- _WHAT YOU WILL DO_:
- A) Copy the book review from "Book: The Beast" up to and including "Rereads are fun.)", swapping "Witty" for "Clever".
- B) In the book review, what rating is given to The Beast of Talesend?

- _EXCERPTED TEXT_:
◇ ◇ ◇ ◇

Part-Indiana Jones, part-Sherlock Holmes, Nick Beasley is the best detective for denouncing false magic, until an encounter with a very real magical item causes him to change his mind… and his form.
This year, I’ll be challenging myself to post more book reviews, particularly focusing on new releases and books I enjoy that don’t get enough attention.*
*Last year, I tried out a monthly post on Character Types, and it just wasn’t working for me. I ended up procrastinating such posts and avoiding them where I could. So instead of writing about content I don’t care for (though I still like characters!), I thought I’d focus on something I’m excited to write, like book reviews!
Book: The Beast of Talesend by Kyle Robert Shultz
Genre: Fantasy, Fairy Tale Inspired
My rating: 4/5 stars
One-word description: Witty
I’m not a fan of fairy tale retellings. Before you freak out, please allow me to explain. I grew up on fairy tales. I don’t know them all, but I feel like I know a lot of them pretty well. So I guess you could say I’m not a fan of leftover plots. I don’t care for leftovers from my fridge (and I like food!), so why would I want to read the same story again? (This doesn’t apply to rereads. Rereads are fun.)

◇ ◇ ◇ ◇

- _DATA PROVIDED_:
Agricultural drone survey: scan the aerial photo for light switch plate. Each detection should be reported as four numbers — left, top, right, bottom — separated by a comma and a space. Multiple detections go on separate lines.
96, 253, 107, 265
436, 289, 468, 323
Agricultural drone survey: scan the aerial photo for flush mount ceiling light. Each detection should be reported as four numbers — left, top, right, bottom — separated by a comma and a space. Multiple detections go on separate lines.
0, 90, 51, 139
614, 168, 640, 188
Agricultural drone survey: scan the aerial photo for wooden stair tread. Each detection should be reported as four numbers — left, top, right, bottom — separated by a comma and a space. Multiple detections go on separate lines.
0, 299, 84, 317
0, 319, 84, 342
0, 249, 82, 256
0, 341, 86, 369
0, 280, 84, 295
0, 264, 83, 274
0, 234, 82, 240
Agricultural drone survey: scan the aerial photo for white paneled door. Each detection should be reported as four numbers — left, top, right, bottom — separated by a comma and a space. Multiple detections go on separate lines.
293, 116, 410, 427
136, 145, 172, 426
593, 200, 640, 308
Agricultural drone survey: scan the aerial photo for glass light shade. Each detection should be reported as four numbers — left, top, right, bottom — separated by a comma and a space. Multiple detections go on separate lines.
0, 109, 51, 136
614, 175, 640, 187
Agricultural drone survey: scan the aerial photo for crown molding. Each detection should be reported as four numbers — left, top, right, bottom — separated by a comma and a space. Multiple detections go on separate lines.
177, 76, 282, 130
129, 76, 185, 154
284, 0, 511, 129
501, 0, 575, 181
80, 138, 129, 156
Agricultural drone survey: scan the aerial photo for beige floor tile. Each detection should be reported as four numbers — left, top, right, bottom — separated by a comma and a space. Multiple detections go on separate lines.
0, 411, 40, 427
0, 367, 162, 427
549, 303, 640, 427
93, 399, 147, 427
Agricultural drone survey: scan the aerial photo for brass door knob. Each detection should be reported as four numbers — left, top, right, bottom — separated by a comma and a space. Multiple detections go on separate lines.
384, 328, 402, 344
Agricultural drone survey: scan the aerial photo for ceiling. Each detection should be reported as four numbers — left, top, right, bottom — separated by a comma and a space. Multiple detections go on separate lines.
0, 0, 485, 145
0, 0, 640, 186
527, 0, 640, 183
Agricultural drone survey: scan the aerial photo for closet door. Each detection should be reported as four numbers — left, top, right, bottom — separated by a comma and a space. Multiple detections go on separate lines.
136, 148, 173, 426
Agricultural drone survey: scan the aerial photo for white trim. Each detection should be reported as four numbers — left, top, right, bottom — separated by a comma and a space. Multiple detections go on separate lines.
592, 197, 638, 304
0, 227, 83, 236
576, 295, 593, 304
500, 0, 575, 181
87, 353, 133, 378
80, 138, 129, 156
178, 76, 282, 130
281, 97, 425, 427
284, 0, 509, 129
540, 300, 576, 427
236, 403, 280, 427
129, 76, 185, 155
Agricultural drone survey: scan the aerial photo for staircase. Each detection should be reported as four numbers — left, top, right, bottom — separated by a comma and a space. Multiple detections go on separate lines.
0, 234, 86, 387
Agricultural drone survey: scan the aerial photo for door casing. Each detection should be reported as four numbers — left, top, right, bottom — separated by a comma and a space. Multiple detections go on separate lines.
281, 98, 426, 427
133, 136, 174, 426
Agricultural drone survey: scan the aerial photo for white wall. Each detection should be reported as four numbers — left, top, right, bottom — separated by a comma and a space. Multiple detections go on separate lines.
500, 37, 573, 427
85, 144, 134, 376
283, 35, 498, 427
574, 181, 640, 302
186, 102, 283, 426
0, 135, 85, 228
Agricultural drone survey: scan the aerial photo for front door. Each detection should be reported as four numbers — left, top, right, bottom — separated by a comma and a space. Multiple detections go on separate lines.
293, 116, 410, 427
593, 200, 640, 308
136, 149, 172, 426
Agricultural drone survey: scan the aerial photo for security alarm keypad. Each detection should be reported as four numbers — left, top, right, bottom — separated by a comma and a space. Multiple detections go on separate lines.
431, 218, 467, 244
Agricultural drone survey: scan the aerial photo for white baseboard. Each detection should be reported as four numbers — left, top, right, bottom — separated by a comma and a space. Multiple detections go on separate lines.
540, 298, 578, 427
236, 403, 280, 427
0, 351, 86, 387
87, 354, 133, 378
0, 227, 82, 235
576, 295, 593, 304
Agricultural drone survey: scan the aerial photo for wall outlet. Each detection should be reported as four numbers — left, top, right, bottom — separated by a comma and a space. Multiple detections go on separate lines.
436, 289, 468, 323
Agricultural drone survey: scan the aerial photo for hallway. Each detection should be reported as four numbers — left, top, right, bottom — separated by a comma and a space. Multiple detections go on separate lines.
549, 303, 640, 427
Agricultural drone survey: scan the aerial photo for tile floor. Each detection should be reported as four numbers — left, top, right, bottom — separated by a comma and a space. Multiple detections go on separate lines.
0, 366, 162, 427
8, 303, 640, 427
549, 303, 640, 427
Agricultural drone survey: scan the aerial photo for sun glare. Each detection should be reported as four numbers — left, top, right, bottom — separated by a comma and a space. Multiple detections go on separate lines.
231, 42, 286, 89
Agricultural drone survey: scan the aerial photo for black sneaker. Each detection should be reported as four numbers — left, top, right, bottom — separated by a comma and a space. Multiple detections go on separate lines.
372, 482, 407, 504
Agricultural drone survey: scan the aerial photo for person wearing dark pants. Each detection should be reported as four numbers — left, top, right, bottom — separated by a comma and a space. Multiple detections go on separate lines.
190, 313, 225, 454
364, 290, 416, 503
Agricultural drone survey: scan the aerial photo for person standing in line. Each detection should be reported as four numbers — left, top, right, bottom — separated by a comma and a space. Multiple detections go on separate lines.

◇ ◇ ◇ ◇

- _RESULTS BY TASK_:
- A)
Book: The Beast of Talesend by Kyle Robert Shultz
Genre: Fantasy, Fairy Tale Inspired
My rating: 4/5 stars
One-word description: Clever
I’m not a fan of fairy tale retellings. Before you freak out, please allow me to explain. I grew up on fairy tales. I don’t know them all, but I feel like I know a lot of them pretty well. So I guess you could say I’m not a fan of leftover plots. I don’t care for leftovers from my fridge (and I like food!), so why would I want to read the same story again? (This doesn’t apply to rereads. Rereads are fun.)

- B) 4/5 stars